- **Extracted material**
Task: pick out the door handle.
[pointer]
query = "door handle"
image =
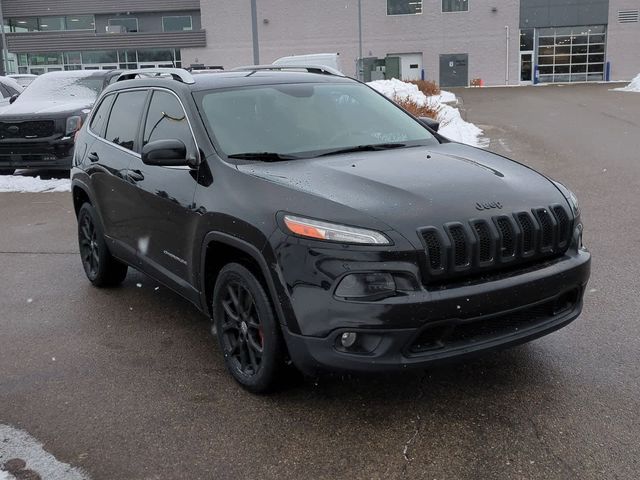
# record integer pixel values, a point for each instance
(135, 175)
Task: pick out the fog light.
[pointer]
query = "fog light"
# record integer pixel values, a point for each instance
(348, 339)
(367, 286)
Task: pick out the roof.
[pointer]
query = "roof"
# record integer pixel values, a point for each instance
(229, 79)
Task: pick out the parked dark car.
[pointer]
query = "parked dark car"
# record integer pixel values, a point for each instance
(315, 221)
(37, 130)
(9, 89)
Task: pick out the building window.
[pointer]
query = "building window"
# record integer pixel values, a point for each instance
(455, 5)
(177, 24)
(51, 24)
(80, 22)
(39, 63)
(526, 40)
(130, 24)
(20, 25)
(404, 7)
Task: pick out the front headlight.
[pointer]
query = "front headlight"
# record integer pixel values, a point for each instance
(319, 230)
(73, 124)
(571, 197)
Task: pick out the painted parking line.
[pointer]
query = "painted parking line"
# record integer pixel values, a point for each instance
(22, 456)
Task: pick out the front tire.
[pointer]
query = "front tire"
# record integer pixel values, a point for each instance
(247, 329)
(101, 268)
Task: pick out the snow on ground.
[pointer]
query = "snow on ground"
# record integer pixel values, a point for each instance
(17, 444)
(16, 183)
(634, 86)
(452, 124)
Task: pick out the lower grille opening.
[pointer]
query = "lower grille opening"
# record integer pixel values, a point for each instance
(457, 333)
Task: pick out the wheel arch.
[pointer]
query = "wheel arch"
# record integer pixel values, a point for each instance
(81, 194)
(230, 249)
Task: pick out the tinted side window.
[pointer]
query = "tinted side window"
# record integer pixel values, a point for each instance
(166, 120)
(125, 118)
(99, 118)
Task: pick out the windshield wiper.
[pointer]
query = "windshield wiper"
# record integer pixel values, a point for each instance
(365, 148)
(264, 156)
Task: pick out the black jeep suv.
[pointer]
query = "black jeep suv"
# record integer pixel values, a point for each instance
(38, 128)
(314, 220)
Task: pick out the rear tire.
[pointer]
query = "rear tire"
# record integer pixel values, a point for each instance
(247, 330)
(101, 268)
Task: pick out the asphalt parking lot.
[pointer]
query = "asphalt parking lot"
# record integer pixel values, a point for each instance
(127, 383)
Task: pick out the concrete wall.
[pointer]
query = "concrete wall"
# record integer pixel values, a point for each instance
(623, 42)
(311, 26)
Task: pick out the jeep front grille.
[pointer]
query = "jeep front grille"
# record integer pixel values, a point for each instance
(27, 129)
(460, 249)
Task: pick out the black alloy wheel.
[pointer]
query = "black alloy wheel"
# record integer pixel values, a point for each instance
(101, 268)
(247, 329)
(89, 247)
(241, 330)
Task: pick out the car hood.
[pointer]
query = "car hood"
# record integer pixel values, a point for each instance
(416, 187)
(25, 107)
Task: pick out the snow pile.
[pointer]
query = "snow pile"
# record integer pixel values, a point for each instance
(452, 125)
(634, 86)
(19, 444)
(455, 128)
(16, 183)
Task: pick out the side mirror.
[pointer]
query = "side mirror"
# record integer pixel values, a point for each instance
(430, 123)
(165, 153)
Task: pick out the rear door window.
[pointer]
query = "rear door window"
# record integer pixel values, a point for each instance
(167, 120)
(99, 119)
(124, 120)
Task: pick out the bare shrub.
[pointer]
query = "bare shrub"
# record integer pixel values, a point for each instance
(416, 109)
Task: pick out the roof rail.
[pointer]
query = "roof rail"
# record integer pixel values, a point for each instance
(178, 74)
(321, 69)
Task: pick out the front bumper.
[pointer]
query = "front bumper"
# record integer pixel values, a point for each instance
(433, 326)
(50, 154)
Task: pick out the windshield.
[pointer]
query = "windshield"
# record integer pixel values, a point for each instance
(64, 86)
(305, 120)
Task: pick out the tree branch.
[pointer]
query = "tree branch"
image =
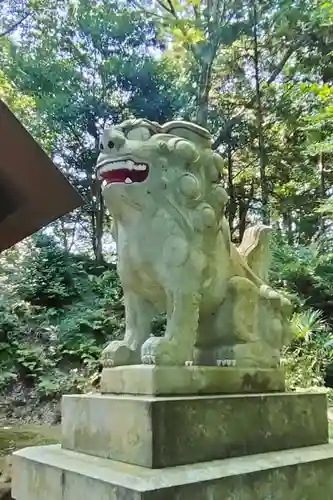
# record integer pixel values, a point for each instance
(15, 25)
(225, 131)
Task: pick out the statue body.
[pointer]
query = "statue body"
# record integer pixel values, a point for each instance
(162, 187)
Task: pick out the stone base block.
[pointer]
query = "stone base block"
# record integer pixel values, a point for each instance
(186, 380)
(167, 431)
(48, 472)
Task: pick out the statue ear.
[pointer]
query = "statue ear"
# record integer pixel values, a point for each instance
(190, 131)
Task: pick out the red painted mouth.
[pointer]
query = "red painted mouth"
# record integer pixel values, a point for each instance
(122, 171)
(124, 175)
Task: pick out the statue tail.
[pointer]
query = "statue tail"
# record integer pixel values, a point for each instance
(255, 250)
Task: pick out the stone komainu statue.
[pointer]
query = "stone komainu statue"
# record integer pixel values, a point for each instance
(162, 187)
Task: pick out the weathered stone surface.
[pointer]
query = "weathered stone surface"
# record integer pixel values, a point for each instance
(173, 380)
(56, 474)
(175, 254)
(167, 431)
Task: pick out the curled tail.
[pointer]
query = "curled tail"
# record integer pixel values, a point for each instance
(254, 249)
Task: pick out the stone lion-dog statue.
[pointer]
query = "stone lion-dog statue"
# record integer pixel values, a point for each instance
(162, 186)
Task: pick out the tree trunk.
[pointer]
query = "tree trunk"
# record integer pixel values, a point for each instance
(259, 121)
(203, 94)
(232, 206)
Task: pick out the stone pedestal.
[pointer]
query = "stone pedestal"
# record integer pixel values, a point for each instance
(242, 446)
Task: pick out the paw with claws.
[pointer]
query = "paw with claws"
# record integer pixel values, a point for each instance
(161, 351)
(118, 353)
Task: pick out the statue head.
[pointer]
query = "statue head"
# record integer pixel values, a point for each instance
(142, 162)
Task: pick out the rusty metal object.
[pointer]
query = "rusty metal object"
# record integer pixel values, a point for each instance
(33, 191)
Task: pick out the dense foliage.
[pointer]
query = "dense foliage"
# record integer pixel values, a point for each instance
(257, 73)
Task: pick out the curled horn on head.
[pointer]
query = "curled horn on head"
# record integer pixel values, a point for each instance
(153, 127)
(189, 131)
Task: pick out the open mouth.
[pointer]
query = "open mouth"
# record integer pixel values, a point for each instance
(124, 171)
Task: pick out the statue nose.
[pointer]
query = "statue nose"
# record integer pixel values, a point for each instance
(116, 140)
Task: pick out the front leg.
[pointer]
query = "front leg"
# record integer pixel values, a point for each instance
(138, 317)
(176, 347)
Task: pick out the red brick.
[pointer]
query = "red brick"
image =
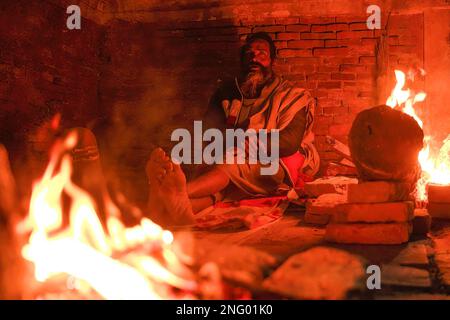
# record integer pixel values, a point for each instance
(303, 60)
(353, 68)
(402, 49)
(320, 93)
(318, 28)
(322, 35)
(280, 44)
(339, 129)
(286, 21)
(298, 28)
(331, 51)
(438, 193)
(269, 29)
(364, 76)
(333, 110)
(349, 84)
(367, 60)
(393, 40)
(289, 53)
(317, 20)
(288, 36)
(342, 76)
(306, 43)
(337, 27)
(320, 128)
(342, 42)
(323, 68)
(351, 18)
(354, 34)
(302, 68)
(318, 76)
(358, 26)
(340, 60)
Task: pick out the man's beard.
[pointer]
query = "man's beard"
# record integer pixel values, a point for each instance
(254, 80)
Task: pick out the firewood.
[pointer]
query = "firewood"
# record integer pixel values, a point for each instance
(385, 144)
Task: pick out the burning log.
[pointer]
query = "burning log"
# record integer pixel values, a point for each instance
(11, 263)
(385, 144)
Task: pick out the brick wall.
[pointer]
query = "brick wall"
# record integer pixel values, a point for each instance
(137, 81)
(44, 66)
(334, 57)
(167, 75)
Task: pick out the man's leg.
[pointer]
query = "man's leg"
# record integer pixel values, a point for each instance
(168, 204)
(208, 184)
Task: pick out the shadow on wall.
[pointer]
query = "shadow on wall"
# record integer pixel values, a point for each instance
(152, 82)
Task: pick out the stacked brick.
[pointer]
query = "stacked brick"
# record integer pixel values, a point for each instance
(439, 201)
(375, 213)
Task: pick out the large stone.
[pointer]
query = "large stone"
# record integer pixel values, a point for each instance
(319, 211)
(240, 264)
(318, 273)
(322, 186)
(421, 221)
(325, 204)
(384, 144)
(442, 257)
(319, 219)
(414, 255)
(374, 212)
(379, 191)
(439, 210)
(368, 233)
(438, 193)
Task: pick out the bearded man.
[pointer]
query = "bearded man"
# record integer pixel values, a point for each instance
(256, 99)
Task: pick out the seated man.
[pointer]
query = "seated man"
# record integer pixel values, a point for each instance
(257, 99)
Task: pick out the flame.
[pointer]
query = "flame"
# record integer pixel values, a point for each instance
(435, 166)
(116, 264)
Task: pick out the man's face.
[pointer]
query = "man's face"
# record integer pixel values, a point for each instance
(257, 57)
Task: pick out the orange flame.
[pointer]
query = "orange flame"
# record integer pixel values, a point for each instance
(84, 251)
(435, 167)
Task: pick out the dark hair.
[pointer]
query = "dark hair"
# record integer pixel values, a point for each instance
(259, 36)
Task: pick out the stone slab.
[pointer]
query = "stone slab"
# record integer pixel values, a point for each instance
(368, 233)
(379, 191)
(318, 273)
(421, 222)
(439, 210)
(401, 276)
(326, 185)
(374, 212)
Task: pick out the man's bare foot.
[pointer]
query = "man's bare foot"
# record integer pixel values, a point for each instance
(169, 203)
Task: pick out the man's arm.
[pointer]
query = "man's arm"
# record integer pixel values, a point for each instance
(290, 138)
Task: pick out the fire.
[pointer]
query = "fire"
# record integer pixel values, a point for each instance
(119, 263)
(435, 166)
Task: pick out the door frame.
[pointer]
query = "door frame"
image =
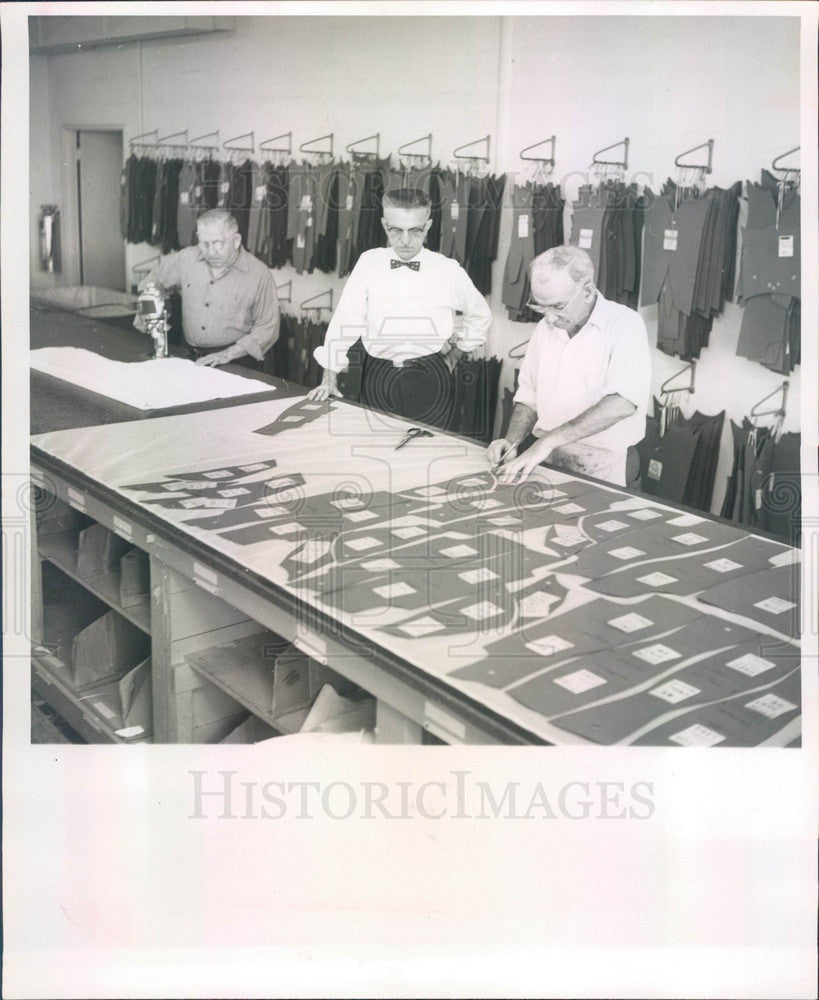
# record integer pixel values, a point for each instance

- **Problem**
Exactly how many lines of the data above hold the word "dark"? The number is the whole answer.

- **Written response**
4